▶ Task brief
Could you set down exactly the lines of the data below, starting at the one that holds "Practice. Point out each instance of the license" and ending at the one that holds "Practice. Point out each instance of the car", both included, and only those?

▶ Recorded information
==============================
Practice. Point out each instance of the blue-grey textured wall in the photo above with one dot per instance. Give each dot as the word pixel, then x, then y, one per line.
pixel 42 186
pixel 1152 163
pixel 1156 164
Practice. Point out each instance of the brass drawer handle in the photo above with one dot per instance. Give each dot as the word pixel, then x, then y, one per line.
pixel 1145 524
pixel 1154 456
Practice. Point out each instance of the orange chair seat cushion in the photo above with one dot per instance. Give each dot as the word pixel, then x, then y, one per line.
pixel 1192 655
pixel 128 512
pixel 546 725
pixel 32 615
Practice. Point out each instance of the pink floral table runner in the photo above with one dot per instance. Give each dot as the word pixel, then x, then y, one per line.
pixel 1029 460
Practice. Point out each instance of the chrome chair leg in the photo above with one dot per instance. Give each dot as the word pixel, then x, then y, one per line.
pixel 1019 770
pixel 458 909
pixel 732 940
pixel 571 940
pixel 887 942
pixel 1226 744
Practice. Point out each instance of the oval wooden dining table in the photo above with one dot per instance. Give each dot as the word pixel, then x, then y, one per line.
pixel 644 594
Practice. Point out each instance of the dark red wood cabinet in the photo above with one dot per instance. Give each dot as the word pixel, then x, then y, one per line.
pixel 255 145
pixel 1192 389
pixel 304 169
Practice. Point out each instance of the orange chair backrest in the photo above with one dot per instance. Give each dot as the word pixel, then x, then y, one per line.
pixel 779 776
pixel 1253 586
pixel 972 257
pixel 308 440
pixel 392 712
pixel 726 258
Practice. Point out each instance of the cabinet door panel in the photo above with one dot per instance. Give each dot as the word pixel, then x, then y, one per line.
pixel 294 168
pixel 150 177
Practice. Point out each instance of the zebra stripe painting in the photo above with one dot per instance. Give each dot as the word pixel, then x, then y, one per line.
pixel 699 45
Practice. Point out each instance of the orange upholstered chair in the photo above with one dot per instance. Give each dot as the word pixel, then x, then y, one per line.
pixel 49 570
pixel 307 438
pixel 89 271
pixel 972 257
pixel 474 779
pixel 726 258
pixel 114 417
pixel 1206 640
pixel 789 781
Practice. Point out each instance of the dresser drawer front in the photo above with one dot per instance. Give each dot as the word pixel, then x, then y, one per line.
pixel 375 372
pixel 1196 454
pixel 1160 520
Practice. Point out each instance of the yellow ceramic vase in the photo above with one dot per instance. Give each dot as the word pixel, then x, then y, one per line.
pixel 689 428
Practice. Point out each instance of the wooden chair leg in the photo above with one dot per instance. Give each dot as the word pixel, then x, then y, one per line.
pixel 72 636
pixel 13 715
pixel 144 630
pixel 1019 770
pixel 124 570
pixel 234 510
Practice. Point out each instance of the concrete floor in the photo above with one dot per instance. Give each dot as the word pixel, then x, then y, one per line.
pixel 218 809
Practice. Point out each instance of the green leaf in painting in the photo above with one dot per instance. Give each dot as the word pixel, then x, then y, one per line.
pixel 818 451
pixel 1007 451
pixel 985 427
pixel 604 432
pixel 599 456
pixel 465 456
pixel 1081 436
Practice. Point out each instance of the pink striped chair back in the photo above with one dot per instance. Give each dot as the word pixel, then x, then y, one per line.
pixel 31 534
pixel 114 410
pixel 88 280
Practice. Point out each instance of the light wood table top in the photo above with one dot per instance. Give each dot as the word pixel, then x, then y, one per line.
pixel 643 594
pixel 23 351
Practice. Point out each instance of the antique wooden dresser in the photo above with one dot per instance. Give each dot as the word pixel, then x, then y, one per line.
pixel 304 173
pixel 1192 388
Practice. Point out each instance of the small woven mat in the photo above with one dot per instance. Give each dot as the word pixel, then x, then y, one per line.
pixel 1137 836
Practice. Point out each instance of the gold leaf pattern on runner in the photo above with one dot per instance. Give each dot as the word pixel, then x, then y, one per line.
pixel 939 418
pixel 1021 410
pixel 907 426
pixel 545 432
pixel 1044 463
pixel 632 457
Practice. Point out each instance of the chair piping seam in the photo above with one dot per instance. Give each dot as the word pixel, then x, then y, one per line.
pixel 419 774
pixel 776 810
==============================
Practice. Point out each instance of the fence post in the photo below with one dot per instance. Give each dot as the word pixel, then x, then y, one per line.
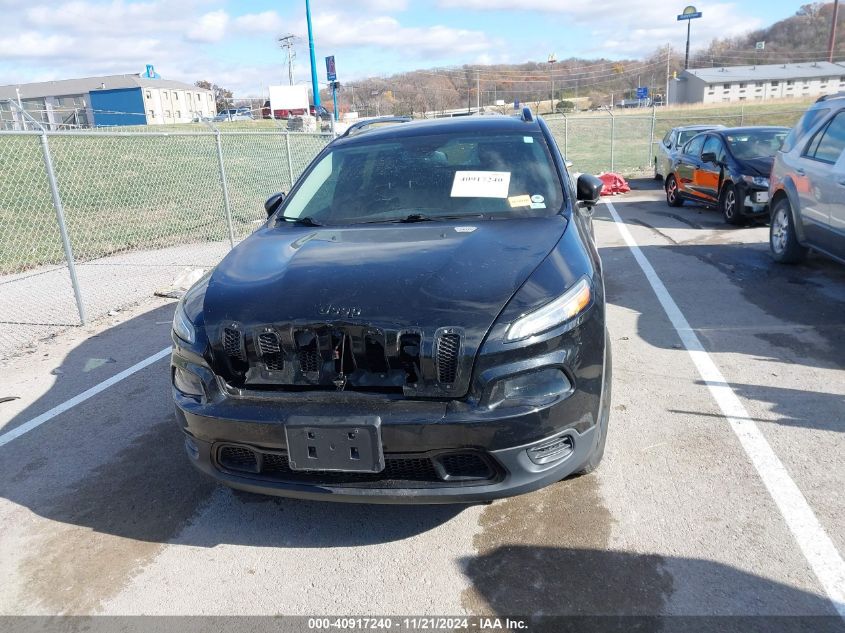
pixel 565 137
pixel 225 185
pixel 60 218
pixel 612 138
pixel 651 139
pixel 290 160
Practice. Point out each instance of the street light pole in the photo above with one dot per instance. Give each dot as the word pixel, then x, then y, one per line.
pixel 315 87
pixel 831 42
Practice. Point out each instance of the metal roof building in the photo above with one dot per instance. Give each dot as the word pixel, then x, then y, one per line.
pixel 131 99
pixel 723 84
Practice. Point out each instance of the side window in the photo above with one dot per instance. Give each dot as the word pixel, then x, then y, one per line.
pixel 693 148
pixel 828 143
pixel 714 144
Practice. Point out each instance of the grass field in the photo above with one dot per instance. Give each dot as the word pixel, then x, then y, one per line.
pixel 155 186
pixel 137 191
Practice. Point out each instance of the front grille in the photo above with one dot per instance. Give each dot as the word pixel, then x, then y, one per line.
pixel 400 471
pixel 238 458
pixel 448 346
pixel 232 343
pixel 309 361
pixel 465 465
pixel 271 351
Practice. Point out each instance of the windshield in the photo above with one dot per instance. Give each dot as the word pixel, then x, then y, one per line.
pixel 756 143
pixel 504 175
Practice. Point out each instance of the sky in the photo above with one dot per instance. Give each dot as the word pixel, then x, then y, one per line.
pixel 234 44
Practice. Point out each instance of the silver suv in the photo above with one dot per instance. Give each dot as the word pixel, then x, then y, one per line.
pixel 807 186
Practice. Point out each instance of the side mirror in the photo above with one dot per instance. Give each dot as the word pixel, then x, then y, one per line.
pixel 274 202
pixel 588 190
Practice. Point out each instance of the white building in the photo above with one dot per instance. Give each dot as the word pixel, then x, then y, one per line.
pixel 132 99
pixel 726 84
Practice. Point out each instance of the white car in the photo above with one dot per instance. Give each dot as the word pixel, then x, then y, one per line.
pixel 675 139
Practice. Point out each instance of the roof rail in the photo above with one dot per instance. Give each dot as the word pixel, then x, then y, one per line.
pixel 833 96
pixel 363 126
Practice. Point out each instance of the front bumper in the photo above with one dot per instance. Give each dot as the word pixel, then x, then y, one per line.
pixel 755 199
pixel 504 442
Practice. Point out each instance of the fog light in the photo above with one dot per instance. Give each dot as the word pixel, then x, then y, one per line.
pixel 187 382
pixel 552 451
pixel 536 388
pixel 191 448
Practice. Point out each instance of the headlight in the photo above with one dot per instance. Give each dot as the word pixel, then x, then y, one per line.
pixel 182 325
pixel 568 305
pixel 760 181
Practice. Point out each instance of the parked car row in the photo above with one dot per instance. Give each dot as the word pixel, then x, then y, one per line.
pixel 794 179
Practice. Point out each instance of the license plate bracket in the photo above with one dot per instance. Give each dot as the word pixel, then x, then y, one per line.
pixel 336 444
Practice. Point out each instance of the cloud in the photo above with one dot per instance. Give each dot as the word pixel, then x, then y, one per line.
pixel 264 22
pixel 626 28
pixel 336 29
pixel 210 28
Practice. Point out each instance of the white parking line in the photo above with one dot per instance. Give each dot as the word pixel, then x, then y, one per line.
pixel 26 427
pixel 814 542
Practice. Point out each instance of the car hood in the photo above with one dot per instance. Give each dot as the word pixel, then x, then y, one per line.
==============================
▶ Exercise output
Practice. Point out each instance of the license plate bracket in the photo above with one dot per instance. Give each dot as the word pixel, then x, then y, one per line.
pixel 336 444
Practice. Point out each instance of the cloud in the photo above with one dot per instance. Give each dot as the word pixel, then x, then y, one per line.
pixel 264 22
pixel 626 28
pixel 336 29
pixel 210 28
Practice. Point out each instance of the white parking line in the photo above with one dot per instance. Give each dot as the word pixel, then x, then y, one per line.
pixel 26 427
pixel 814 542
Practice. Point out each instance of the car hood in the photo above with one dot per instance. Give each dot as the word pixel, then x, then y, one per line.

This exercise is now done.